= Yapılacak İşler =
• a. Aşağıdaki üç ifade turizm haberine uyuyor mu? Her biri için evet ya da hayır deyin ve karar veren sözleri haberden aynen alıntılayın.
(i) Tamince'ye göre turizm makro düzeyde planlanırsa yıllık turizm geliri 45 milyar dolara ulaşır.
(ii) Şafak, Türkiye'de faiz oranlarının ABD'dekinin 10 katı olduğunu söylüyor.
(iii) Şafak'a göre 2002 yılında Euro 1,80 TL idi.
• b. Turizm haberini kaldığı yerden sürdürün.

= Verilen Bölüm =
________________
Turizmciler Tamince'nin 'Sektöre makro bakalım' önerisini tartışıyor

Turizmciler Tamince'nin 'Sektöre makro bakalım' önerisini tartışıyor
Rixos Grubu Yönetim Kurulu Başkanı Fettah Tamince'nin "Türkiye'de turizm makro düzeyde planlanırsa yıllık turizm geliri 45 milyar doları bulur" değerlendirmesi sektörde yankı yarattı. Turizm yazarları ve kanaat önderleri Tamince'nin sözlerini ve dövizdeki dalgalanmaların sektöre kısa ve orta vadedeki etkilerini TurizmGüncel'e anlattı. Ortak kanı şu: Yeni pazarlar yaratmak şart, 2023 hedefine daha planlı gidilmeli.


TurizmGüncel

İşte değerlendirmeler:



DOĞAN ŞAFAK: DÖVİZDEKİ MAKAS HÂLÂ KAPANMADI

Eski turizmci ve Niğde Milletvekili Doğan Şafak, son 9 yıldır dövizdeki makasın açıldığını ve bu açığın ancak dövizin yüzde 90, yani enflasyon oranında değer kazanmasıyla mümkün olacağını söyledi. Bunda en büyük payın Türkiye’de faizlerin yüksek olması olduğunu belirten Şafak, Türkiye’de faiz oranlarının ABD’den 24 kat daha fazla olduğuna dikkat çekti.  

Şafak, şu tespitleri yaptı:
“2002 yılında Euro 1,80 TL idi. Bugün bakıyorsunuz 2,40 TL civarında. Enflasyona paralel olarak döviz de değer kazansaydı, Türkiye turizm gelirleri açısından bambaşka bir noktada bulunurdu. Bakıldığında son 6 aydır dövizde bir iyileşme var. Ancak var olan iyileşme açılan makasın sadece yüzde 30’unu telafi ediyor. Dövizin daha da yükselmesi gerekir...”
________________
= Gösterilen Bilgiler =

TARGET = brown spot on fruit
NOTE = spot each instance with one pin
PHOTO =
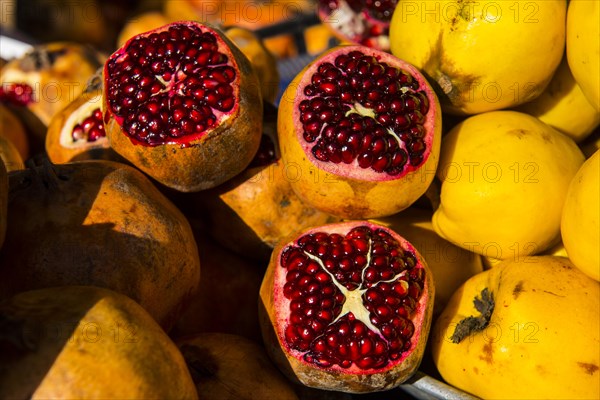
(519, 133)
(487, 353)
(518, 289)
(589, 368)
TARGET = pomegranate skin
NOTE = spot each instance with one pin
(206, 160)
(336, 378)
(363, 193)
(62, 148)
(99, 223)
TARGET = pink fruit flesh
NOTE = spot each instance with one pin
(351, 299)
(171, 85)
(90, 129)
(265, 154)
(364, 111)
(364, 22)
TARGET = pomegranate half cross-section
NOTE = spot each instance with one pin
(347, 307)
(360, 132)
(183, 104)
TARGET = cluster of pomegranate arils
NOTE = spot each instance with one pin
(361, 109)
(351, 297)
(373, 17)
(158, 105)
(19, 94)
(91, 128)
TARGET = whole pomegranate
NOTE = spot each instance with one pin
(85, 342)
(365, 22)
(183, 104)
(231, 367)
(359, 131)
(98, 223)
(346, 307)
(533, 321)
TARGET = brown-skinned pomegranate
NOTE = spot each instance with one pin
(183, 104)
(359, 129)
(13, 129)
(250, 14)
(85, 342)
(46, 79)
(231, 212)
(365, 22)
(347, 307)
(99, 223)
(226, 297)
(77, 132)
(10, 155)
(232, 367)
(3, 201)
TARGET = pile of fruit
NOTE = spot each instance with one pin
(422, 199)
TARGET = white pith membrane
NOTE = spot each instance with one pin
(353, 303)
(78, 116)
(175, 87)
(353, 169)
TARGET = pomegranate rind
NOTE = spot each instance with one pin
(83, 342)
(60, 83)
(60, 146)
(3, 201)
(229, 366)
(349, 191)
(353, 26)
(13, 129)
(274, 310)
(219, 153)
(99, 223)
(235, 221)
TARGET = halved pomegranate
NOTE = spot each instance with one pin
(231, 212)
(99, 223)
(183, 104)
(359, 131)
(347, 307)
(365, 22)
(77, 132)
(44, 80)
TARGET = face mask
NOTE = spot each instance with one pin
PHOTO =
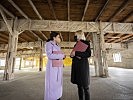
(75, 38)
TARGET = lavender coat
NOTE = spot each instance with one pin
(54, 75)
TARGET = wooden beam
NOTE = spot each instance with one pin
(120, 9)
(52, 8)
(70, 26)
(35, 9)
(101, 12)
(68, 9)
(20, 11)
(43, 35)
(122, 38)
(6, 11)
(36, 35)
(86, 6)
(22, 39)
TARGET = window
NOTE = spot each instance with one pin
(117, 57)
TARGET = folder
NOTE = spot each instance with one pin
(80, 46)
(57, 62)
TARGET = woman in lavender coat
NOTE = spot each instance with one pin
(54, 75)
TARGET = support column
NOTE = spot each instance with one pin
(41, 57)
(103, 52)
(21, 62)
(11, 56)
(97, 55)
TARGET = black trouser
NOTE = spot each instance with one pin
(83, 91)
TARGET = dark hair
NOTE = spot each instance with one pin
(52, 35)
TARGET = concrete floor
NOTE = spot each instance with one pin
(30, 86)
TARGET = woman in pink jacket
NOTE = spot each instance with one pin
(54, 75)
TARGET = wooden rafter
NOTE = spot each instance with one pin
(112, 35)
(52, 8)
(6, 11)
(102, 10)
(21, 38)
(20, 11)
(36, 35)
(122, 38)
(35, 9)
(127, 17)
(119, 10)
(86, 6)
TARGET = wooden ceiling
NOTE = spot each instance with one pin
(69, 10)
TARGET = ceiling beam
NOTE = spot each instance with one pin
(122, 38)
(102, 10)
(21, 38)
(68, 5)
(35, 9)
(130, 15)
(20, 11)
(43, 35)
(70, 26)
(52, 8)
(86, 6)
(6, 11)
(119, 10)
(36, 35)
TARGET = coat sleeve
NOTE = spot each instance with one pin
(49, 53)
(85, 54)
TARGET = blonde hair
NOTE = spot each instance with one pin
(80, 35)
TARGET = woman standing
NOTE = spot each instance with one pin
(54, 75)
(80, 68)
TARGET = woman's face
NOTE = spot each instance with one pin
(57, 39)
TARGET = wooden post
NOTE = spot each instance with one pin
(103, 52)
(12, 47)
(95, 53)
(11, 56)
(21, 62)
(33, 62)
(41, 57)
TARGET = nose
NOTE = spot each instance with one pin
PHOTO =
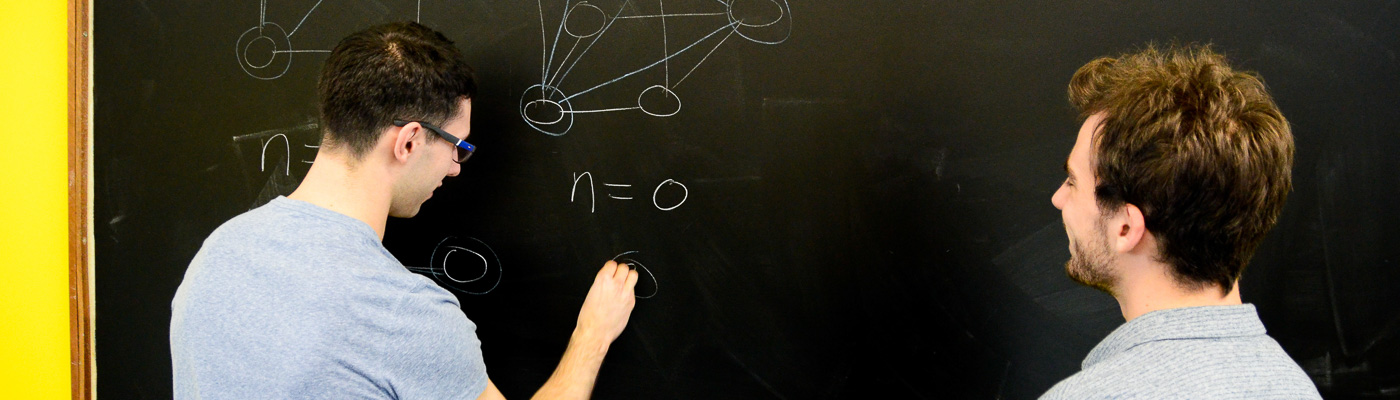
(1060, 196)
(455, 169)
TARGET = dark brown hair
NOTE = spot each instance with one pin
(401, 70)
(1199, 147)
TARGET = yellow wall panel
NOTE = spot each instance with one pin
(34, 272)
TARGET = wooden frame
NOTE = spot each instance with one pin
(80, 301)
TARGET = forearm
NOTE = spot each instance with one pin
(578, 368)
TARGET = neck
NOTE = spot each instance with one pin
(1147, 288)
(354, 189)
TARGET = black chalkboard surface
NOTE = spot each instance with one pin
________________
= İşlerin Cevapları =
• a.
(i) Evet: "Türkiye'de turizm makro düzeyde planlanırsa yıllık turizm geliri 45 milyar doları bulur"
(ii) Hayır: "Türkiye’de faiz oranlarının ABD’den 24 kat daha fazla olduğuna dikkat çekti"
(iii) Evet: "2002 yılında Euro 1,80 TL idi."

• b.
TÜRKİYE SICAK PARA CENNETİ
 
Dövizin yükselmesiyle beraber Türkiye’nin hem ziyaretçi sayısında hem de turizm gelirlerinde artış yaşanacağını belirten Şafak, dövizin ekonomik gerçeklikteki dengesini bulması gerektiğini söyledi.

Hükümetin kullandığı argümanların başında gelen “bir zamanlar Türkiye’de faziler yüzde 80 idi, şimdi yüzde 12’lere indirdik” söyleminin olduğunu kaydeden Şafak, “ancak unutuyorlar ki, o zamanlar dövizdeki artış da yüzde 80’ler civarındaydı. Sonraki süreçte dövizi sabitleyip faizi serbest bıraktılar. Bu şekilde Türkiye sıcak para cenneti haline geldi. Şu anda piyasada 100 milyar doların üzerinde bir sıcak para var ve bu paralar “hadi bana eyvallah” dediğinde nelerle karşı karşıya kalacağımızı kimse düşünmek bile istemiyor” dedi.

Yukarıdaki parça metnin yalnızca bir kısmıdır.